- _Exercise set_:
1: Copy the part of the OpenVPN detection thread starting at "If I know the" and ending at "client to it.".
2: Continue the forum thread on detecting an OpenVPN service from the point where it stops.

- _Passage given_:
[start]
# howto detect if some host is running openvpn service?

## shallpion

If I know the IP of some machine and I want to know if it is running openvpn service, what should I do? I tried to use nmap but what I can see is only there is a udp port open, but not sure it is for openvpn. Is there any tools can do this job? Thanks.

----------

## richard.scott

Due to OpenVPN being encrypted I would guess that the only way to see if its OpenVPN listening on a port is to try and connect a client to it.

In my experience, nmap doesn't seem to provide any extra info other than the ports open

Rich

----------

## d2_racing

Do you have a physical access to it ?

If so, just plug a hub on it and then start wireshark on your box.
[end]
- _Supplied entries_:
[start]
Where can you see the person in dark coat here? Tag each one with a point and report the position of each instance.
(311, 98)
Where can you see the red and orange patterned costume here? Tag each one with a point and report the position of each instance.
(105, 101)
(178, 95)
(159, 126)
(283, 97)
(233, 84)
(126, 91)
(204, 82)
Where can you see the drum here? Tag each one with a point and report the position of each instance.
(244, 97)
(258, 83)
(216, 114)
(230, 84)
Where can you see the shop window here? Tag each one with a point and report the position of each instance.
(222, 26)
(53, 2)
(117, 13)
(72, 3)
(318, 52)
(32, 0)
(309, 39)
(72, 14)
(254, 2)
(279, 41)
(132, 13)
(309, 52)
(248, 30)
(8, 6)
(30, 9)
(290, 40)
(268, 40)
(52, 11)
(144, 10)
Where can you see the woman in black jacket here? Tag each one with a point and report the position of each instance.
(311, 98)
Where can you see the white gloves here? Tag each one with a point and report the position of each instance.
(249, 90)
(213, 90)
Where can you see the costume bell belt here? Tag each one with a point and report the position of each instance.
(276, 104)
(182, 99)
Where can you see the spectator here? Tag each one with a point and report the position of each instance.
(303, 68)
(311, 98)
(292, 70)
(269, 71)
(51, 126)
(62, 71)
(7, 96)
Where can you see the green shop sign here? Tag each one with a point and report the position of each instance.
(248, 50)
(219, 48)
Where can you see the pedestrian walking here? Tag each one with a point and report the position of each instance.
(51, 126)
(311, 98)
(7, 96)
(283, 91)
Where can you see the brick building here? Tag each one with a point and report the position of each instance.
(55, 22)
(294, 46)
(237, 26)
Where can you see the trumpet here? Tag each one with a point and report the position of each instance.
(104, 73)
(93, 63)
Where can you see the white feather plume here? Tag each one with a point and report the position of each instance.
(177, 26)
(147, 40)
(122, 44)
[end]
[start]
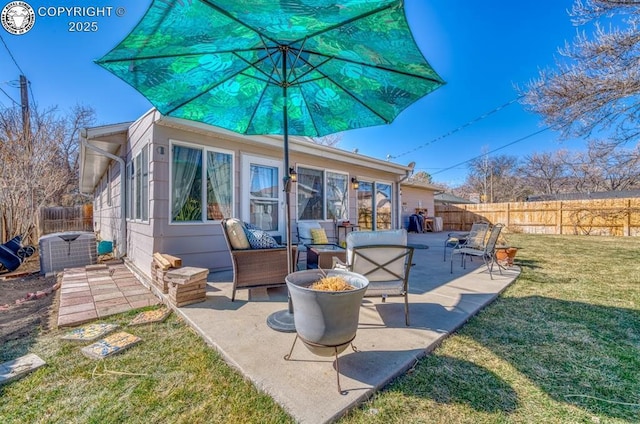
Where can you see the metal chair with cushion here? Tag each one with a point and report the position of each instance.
[end]
[start]
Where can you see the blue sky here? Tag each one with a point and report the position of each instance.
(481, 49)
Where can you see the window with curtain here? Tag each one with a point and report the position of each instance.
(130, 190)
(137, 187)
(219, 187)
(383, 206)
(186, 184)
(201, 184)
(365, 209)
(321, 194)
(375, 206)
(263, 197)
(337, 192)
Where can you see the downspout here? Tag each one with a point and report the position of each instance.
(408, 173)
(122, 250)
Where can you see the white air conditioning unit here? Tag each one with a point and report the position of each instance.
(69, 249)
[end]
- _Answers by task_:
1:
If I know the IP of some machine and I want to know if it is running openvpn service, what should I do? I tried to use nmap but what I can see is only there is a udp port open, but not sure it is for openvpn. Is there any tools can do this job? Thanks.

----------

## richard.scott

Due to OpenVPN being encrypted I would guess that the only way to see if its OpenVPN listening on a port is to try and connect a client to it.

2:
With that, you will be able to sniff all the communication and since you use a hub, it's invisible  :Razz: 

----------

## shallpion

Well I am afraid not  :Sad: 

----------

## malern

You can use the -sV option with nmap

 *Quote:*   

> −sV: Probe open ports to determine service/version info 

 

It's pretty good at working out what service is running on a port.

----------

## richard.scott

nmap -sV doesn't provide any results for me for port 1194... its as if its not even open (even tho OpenVPN Server is running and working).

Rich

----------

## shallpion

I am not sure if I am correct : nmap by default doesn't scan high port, so you can try

nmap -p 1-65536 -sU localhost

----------

## d2_racing

Indeed, you need to specify the range ports.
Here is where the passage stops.